» Problem statement: Write out every record below exactly as given. Leave the pictures out.

[Stored entries]
+ + + +

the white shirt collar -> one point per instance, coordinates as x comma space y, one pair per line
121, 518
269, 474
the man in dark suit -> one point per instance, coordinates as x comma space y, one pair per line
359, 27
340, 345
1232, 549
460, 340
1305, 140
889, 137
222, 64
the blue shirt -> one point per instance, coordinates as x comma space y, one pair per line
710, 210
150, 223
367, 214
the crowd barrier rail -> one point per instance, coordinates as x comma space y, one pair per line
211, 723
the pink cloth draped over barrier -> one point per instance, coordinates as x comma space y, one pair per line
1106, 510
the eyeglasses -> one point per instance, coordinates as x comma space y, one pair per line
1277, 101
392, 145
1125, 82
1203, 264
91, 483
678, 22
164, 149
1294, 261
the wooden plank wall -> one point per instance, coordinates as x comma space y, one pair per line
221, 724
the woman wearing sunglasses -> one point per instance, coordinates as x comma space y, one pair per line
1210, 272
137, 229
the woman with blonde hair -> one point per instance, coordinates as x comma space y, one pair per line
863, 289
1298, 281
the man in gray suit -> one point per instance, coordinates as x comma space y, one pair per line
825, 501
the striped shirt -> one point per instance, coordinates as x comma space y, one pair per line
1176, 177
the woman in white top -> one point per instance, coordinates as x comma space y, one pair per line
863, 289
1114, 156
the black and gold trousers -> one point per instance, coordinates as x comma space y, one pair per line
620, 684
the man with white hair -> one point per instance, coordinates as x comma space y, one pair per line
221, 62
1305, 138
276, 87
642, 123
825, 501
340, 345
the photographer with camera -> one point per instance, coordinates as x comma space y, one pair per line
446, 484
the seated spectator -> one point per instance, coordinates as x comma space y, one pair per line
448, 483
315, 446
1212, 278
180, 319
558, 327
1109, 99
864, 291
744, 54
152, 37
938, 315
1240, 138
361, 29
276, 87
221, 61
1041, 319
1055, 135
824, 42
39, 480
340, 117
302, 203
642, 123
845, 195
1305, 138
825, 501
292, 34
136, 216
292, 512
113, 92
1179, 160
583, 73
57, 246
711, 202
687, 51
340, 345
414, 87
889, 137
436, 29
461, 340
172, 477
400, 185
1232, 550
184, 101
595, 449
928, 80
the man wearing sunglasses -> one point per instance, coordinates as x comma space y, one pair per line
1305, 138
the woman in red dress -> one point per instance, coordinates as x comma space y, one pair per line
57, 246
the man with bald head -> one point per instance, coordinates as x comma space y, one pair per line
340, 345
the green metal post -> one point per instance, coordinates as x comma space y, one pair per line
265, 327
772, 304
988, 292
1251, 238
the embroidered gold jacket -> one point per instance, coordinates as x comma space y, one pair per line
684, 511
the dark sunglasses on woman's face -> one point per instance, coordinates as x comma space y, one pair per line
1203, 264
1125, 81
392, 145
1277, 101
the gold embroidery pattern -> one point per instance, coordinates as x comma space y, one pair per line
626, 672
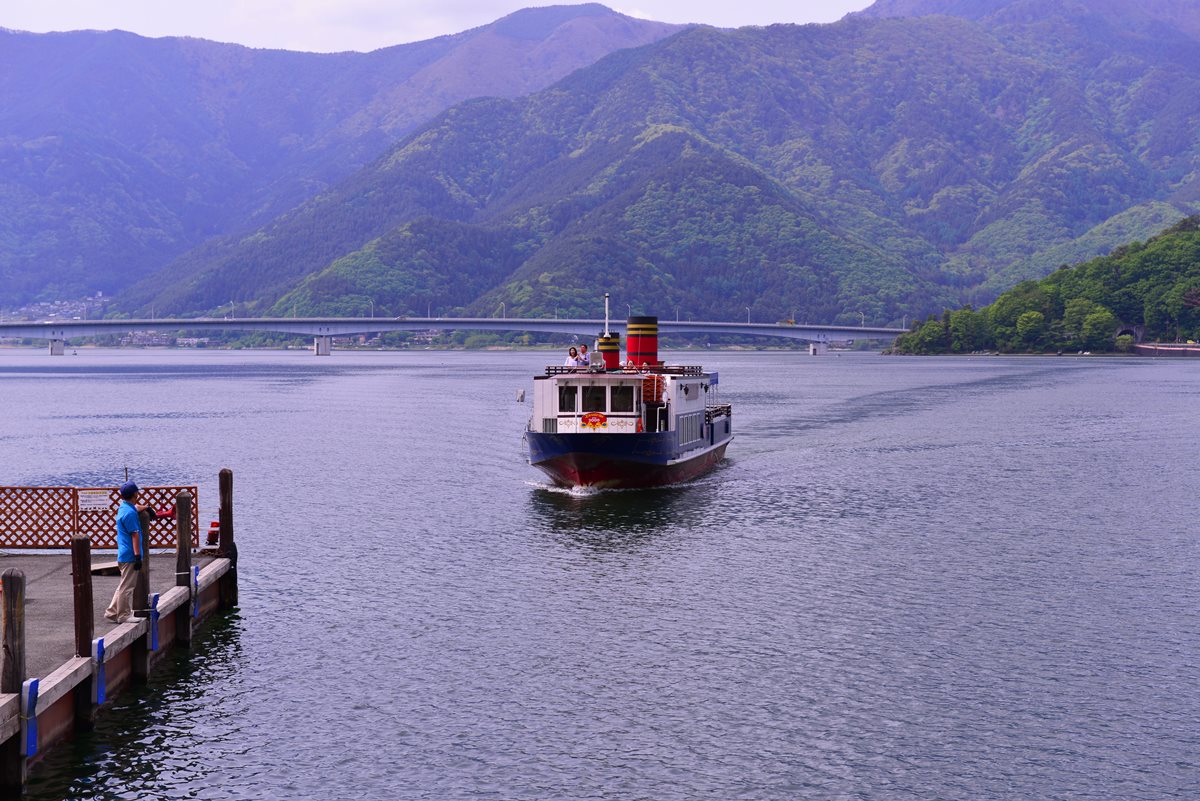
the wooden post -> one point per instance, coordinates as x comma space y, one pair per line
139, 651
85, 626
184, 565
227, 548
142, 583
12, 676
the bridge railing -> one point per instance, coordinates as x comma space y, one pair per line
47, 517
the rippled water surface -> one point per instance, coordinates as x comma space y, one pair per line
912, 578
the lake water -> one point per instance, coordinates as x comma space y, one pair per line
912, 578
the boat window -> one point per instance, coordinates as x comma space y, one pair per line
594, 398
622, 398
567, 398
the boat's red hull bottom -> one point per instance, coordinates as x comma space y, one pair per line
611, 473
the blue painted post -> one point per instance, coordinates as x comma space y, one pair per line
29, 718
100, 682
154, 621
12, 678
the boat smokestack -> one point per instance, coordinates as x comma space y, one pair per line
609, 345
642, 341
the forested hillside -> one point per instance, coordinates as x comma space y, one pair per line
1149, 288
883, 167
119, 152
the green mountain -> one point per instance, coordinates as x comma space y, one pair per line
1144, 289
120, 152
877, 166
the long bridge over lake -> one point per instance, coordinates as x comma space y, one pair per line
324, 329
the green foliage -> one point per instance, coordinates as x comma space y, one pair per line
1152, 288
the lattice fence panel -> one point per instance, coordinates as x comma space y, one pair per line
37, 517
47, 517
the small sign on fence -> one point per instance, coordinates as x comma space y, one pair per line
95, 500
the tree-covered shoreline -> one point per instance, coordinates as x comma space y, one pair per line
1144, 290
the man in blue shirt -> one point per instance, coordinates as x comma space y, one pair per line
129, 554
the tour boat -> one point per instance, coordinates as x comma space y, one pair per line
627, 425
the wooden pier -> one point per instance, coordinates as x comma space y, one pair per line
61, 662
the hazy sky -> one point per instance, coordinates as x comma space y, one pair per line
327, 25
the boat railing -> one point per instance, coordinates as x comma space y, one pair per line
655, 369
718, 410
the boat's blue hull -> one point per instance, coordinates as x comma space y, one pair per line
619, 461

+ + + +

» Exercise solution:
the white shirt collar -> one point per instance, coordinates as x comma space y, one pair per line
121, 518
269, 474
the man in dark suit -> one point per instance, coordinates as x comma space y, one pair per line
359, 27
340, 345
1232, 549
460, 340
1305, 140
889, 137
222, 64
the blue shirt -> one point per instance, coordinates as x comma space y, one pair per line
710, 210
150, 223
367, 214
the crowd barrier rail -> one point per instance, coordinates as x comma space y, one pair per line
211, 723
the pink cloth draped over barrier -> one point per instance, coordinates as x comma space y, one pair per line
1106, 510
the eyeglasses -> one point per instance, coordinates as x comma space y, one pair per line
1277, 101
392, 145
1125, 82
1203, 264
91, 483
678, 22
164, 149
1294, 261
the wooden plank wall -> one point per instance, coordinates as x comma space y, one pair per line
221, 724
the woman wearing sunglasses -> one point per instance, coordinates as x comma space y, one pair per line
1210, 272
137, 229
the woman with blonde hair -> one point per instance, coordinates as x comma space y, one pair per line
863, 289
1298, 281
the man in gray suit -> one point per instance, coordinates as x comma space y, one pair per line
825, 501
the striped shirt -> one point per instance, coordinates as x comma space y, one pair per line
1176, 177
the woman in white top -> one point per instance, coordinates as x comma space y, one pair per line
863, 289
1114, 156
the black and gold trousers -> one point per instance, coordinates as x comma space y, one pair per line
620, 684
the man with white hair -> one point per instance, coordinates as x comma space y, one pair per line
221, 62
1305, 138
276, 87
642, 123
825, 501
340, 345
the photographer with camera -> one point per instance, coordinates as x comma space y, one pair per line
446, 484
the seated spectator -> one point per instance, coordinates as x comma space y, one pair per line
448, 483
315, 446
1212, 278
180, 319
558, 327
1109, 99
864, 291
744, 54
152, 37
938, 315
1240, 138
361, 29
276, 87
221, 61
1041, 319
1055, 135
824, 42
39, 480
340, 117
302, 203
642, 123
845, 195
1305, 138
825, 501
292, 34
136, 216
292, 512
113, 92
1179, 160
583, 73
57, 246
711, 202
687, 51
340, 345
414, 87
889, 137
436, 29
461, 340
172, 477
400, 185
1232, 550
184, 101
595, 449
928, 80
the man wearing sunglasses -> one point per instance, coordinates as x comma space y, one pair per line
1305, 138
the woman in red dress -> one point per instance, coordinates as x comma space y, one pair per line
57, 246
the man with bald head -> one point per instance, coordinates as x comma space y, one pair per line
340, 345
the green metal post -> one point per instance, coordinates as x comma space y, one pair per line
265, 327
772, 304
988, 292
1251, 238
the embroidered gold jacket -> one point per instance, coordinates as x comma space y, one pair per line
684, 511
the dark sunglasses on woman's face -> one point per instance, coordinates as x comma space y, one pair per line
1203, 264
1125, 81
392, 145
1277, 101
the gold embroidery pattern -> one point per instance, coordinates as x comma space y, one pair per line
626, 672
the wooden post -> one point per instance, coordinates as x comma space y, one pair per line
139, 651
85, 626
184, 565
227, 548
142, 583
12, 676
the bridge railing -> one point per instance, coordinates as x comma space y, one pair per line
47, 517
the rippled water surface -> one point per instance, coordinates as x comma space y, one pair per line
912, 578
the lake water -> one point per instance, coordinates as x comma space y, one pair per line
912, 578
the boat window -> one point per instance, coordinates as x comma space y, one pair per line
594, 398
622, 398
567, 398
the boat's red hull bottom -> one point per instance, coordinates as x comma space y, one pair per line
611, 473
the blue painted post -> one point per instance, coordinates as x comma space y, one pair per line
29, 718
100, 682
154, 621
12, 678
the boat smokestack -> one point per instance, coordinates as x comma space y, one pair per line
609, 345
642, 341
the forested hillside -> one point per instance, coordinates as x comma space y, one pair per line
1149, 288
883, 167
119, 152
the green mountain -> one point per instance, coordinates as x comma space y, one pair per line
1144, 289
120, 152
877, 166
the long bridge over lake -> one point per instance, coordinates as x comma space y, one pair per line
324, 329
the green foliage -> one point per instance, coordinates as x comma space y, one pair per line
1152, 288
the lattice fence panel -> one point per instance, coordinates as x comma space y, one pair per line
37, 517
47, 517
the small sign on fence -> one point per instance, coordinates as x comma space y, one pair per line
95, 500
the tree-covered shoreline -> one point per instance, coordinates as x comma space y, one pair per line
1144, 290
the man in blue shirt -> one point per instance, coordinates as x comma space y, one pair per line
129, 554
the tour boat -> one point per instance, coordinates as x comma space y, one pair per line
627, 425
the wooden pier -> one point per instance, coordinates as x comma space y, one pair per line
61, 662
the hazy sky -> one point per instance, coordinates as x comma space y, one pair per line
327, 25
the boat railing -> one point per instance, coordinates as x comma space y, one pair per line
655, 369
718, 410
the boat's blue hull -> one point per instance, coordinates as x comma space y, one pair per line
619, 461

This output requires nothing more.